Anche se si percepisce poi quale potrebbe essere l'obiettivo del film: mostrare come si viveva in quegli spensierati anni in cui si sceglieva se aderire o meno alla corrente libertina, politica o naturalista, sempre però con la latente e amara consapevolezza che i giorni della quiete prima o poi avrebbero raggiunto la fine, e allora che fare?
Il protagonista (più protagonista degli altri) Gilles (l'azzeccato Clément Métayer) è un esempio in questo: vede la sua fidanzata scappare per inseguire un fuoco fatuo di sogno in Inghilterra e inizia a domandarsi cosa farne di se stesso. Partecipa alle riunioni comuniste, alle proteste, agli atti vandalici (pacifici) ai danni di palazzi e facciate di casermoni, stampa a ciclostile riviste e manifesti da lanciare in aria per smuovere l'opinione pubblica e le masse, ma in fondo una strada non ce l'ha: a casa non si trova bene, e infatti ci passa meno tempo possibile (meraviglioso il dialogo col padre, autore delle trasposizioni cinematografiche di Simenon), e fuori non sa dove andare. Gli viene in soccorso la faccia-da-pesce-lesso di Lola Creton che avevamo lasciato nel surreale Un Amore Di Gioventù e ritroviamo papale papale, forse leggermente meno sbarazzina, che lo trascina in Italia per assistere a un documentario politicizzante. Gilles allora è a metà tra l'amore per il disegno, astratto e non, e quello per il cinema sperimentale, e passa giorni interi con altri amici ad acquerellare bassorilievi di grotte e catacombe e guardare pellicole e leggere saggi pesantissimi.

§ **Dati forniti**:
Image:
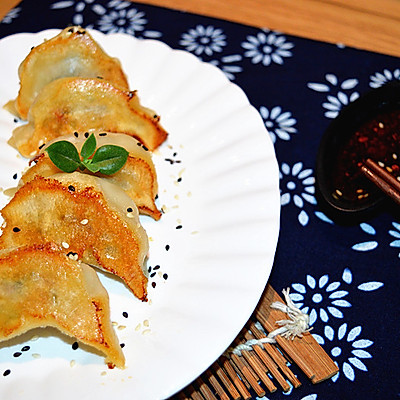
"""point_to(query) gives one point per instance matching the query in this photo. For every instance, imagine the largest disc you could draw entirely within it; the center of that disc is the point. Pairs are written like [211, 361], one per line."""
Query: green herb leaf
[108, 159]
[64, 156]
[88, 147]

§ **Consegna**:
Nel testo fornito, quale attore interpreta Gilles?

§ **Soluzione**:
Clément Métayer.